━━ Page extract ━━
The composer is John Adams, quasi-minimalist raconteur of Nixon-esque diplomacy in China and sociopolitical tragedy on the Achille Lauro. The librettist is June Jordan--celebrated poet, activist, playwright and professor of African American studies. The director is Peter Sellars (enough said).

After its much ballyhooed premiere here, “I Was Looking . . .” is scheduled to move to New York, Edinburgh, Helsinki, Paris and Hamburg, for starters. Call it important.

The multiethnic cast employs seven young, less-than-magnetic singing actors. They all go through their emotional motions microphone in hand. It matters not if they are making love or war. Call it clumsy.

The orchestral component is an eight-man electrified rock band, in this case the Paul Dresher Ensemble. Call it loud.
━━━
• [Tasks]:
1) Reproduce the stretch of the records from the line containing "point: statue's robe" through the end of the records, renaming "dormer window" to "roof window" and keeping everything else unchanged.
2) Write a continuation of the opera review, picking up after its final sentence.
The text and the records below it come from unrelated sources.
━━ Data excerpts ━━
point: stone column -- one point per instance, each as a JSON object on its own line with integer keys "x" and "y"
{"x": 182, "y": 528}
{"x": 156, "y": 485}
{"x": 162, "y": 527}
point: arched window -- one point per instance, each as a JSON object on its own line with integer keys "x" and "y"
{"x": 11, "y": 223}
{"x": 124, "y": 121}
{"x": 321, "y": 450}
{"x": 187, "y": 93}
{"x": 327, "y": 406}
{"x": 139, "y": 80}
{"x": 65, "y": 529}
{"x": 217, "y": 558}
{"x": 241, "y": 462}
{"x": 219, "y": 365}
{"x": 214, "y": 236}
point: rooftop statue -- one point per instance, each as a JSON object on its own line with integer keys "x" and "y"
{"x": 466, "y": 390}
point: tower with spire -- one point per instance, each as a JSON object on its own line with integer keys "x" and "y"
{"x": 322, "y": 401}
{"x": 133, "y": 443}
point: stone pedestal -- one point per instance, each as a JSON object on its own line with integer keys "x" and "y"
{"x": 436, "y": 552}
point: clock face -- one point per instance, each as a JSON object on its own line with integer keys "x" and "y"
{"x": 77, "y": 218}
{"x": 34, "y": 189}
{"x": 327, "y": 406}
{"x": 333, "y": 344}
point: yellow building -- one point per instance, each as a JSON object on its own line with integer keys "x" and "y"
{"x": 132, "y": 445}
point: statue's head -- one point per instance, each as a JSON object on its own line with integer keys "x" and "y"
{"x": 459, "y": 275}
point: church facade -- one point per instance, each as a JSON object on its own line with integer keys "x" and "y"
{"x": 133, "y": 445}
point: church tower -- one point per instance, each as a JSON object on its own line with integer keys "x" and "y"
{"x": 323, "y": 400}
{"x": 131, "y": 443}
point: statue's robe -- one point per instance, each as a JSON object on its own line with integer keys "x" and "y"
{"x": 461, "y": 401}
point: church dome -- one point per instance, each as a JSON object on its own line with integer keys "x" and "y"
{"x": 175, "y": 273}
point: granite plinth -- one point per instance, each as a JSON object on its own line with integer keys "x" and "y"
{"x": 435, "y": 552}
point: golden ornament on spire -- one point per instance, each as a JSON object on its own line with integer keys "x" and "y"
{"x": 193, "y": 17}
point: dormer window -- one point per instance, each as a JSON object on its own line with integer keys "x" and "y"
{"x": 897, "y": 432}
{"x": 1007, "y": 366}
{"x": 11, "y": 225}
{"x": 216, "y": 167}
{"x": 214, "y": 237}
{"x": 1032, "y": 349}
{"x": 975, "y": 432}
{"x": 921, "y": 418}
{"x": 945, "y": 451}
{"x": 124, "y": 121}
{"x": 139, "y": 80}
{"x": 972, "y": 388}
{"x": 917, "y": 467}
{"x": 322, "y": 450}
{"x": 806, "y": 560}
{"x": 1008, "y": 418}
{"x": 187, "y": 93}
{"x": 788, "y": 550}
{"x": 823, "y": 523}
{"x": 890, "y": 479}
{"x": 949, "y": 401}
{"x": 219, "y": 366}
━━━
• [Answers for this exercise]:
1)
point: statue's robe -- one point per instance, each as a JSON object on its own line with integer keys "x" and "y"
{"x": 461, "y": 401}
point: church dome -- one point per instance, each as a JSON object on its own line with integer keys "x" and "y"
{"x": 175, "y": 273}
point: granite plinth -- one point per instance, each as a JSON object on its own line with integer keys "x" and "y"
{"x": 435, "y": 552}
point: golden ornament on spire -- one point per instance, each as a JSON object on its own line with integer keys "x" and "y"
{"x": 193, "y": 17}
point: roof window -- one point per instance, each as a JSON object on its own line with integer keys "x" and "y"
{"x": 897, "y": 432}
{"x": 1007, "y": 366}
{"x": 11, "y": 225}
{"x": 216, "y": 167}
{"x": 214, "y": 237}
{"x": 1032, "y": 349}
{"x": 975, "y": 432}
{"x": 921, "y": 418}
{"x": 945, "y": 451}
{"x": 124, "y": 121}
{"x": 139, "y": 80}
{"x": 972, "y": 388}
{"x": 917, "y": 467}
{"x": 322, "y": 450}
{"x": 806, "y": 560}
{"x": 1008, "y": 418}
{"x": 187, "y": 93}
{"x": 788, "y": 550}
{"x": 823, "y": 523}
{"x": 890, "y": 479}
{"x": 949, "y": 401}
{"x": 219, "y": 366}

2)
The players, stationed stage right, are conducted by Grant Gershon, who offers neat illustrative bounces while mouthing every word. Call him diligent.

The decors--probably the most striking part of the show--consist of two mural drops depicting Los Angeles in mythical cartoon-crisis, plus 23 vinyl banners (one for each song) created by a consortium of graffiti artists. The bright and brash spray-paint wizardry was overseen by an organization called I.C.U., which stands for “In Creative Unity.”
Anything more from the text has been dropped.